Additionally, the container requires permissions to access these directories and files. If you have particularly restrictive file permissions set (e.g. on Linux, denying read/write to "other"), you may need to relax them.

Testing

The project contains various tests which were used in development to verify that the application works. As a standard user, you probably don't need to care about testing, but a brief overview will be given here anyway.

There are two types of tests: unit tests and integration tests.
Unit tests individually test components within the application. These are split further into two types: nonparallelised tests and parallelised tests.
Integration tests test the application as a whole.

Unit Testing

The nonparallelised and parallelised unit tests are contained in the local_unit_test and mpi_unit_test targets, respectively. These are built similarly to the main target. For example, for building nonparallelised tests on your personal machine:

./docker_build.sh local_unit_test Release personal docker

Running the test targets is different to the main application, however, as test data is required to be mounted into the container at runtime.
The docker_run_local_unit_test.sh and docker_run_mpi_unit_test.sh scripts are provided, which do the required setup.

For example, running the nonparallelised tests on your personal machine:

./docker_run_local_unit_test.sh ./test_tmp

Where ./test_tmp is a directory to use as working space.

Please see docker_run_local_unit_test.sh and docker_run_mpi_unit_test.sh for details.

Integration Testing

The integration testing is performed by a Python Pytest suite which invokes the main target, such that tests are performed externally to the application.

The general form of running the integration tests is as follows:

python3 -m pytest --runScript=<runScript> --workingDir=<workingDir> ./test/integration/

<runScript> is an executable (script or binary) which invokes the application as if by a standard user.

<workingDir> is a directory to use for temporary working space (i.e. input and output for the application). To run the entire test suite at once, hundreds of gigabytes of space is required in this directory. Note that this directory must be accessible and shared by all nodes/processes which run the application.

[Objective a] Count the lines in the records that contain the string "window", treating case as significant, and reply with the number alone.

[Data section]
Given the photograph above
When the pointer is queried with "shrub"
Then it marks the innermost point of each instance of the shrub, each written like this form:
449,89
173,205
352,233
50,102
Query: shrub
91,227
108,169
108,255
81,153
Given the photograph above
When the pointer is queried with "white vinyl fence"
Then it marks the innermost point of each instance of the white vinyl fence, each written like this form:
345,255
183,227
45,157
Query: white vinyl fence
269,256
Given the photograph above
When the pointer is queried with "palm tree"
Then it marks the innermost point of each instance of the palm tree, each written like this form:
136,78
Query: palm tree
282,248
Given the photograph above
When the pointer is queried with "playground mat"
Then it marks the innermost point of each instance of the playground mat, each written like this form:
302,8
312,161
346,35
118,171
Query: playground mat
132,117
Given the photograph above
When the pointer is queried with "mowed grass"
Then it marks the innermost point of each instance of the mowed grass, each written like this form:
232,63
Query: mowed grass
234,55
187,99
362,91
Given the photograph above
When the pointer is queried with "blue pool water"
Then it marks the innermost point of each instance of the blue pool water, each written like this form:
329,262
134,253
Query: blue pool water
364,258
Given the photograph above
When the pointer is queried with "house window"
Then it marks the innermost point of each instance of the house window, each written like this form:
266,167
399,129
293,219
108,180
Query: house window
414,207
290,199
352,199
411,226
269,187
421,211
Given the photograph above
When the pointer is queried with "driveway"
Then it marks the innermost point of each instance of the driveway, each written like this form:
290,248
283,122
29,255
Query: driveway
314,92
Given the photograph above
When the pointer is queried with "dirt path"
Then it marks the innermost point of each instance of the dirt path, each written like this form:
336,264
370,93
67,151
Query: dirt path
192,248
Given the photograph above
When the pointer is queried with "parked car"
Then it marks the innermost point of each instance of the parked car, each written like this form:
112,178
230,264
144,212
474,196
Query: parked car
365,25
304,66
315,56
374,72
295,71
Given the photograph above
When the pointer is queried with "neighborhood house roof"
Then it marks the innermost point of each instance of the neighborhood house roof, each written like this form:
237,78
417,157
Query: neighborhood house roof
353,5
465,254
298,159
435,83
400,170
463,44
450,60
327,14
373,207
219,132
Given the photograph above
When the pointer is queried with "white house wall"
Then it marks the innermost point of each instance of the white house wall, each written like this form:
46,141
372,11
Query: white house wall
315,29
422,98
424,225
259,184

[Objective b] Copy the passage of the testing excerpt between "<runScript> is an" and "run the application.", inclusive.

[Expected answer a] 3

[Expected answer b]
<runScript> is an executable (script or binary) which invokes the application as if by a standard user.

<workingDir> is a directory to use for temporary working space (i.e. input and output for the application). To run the entire test suite at once, hundreds of gigabytes of space is required in this directory. Note that this directory must be accessible and shared by all nodes/processes which run the application.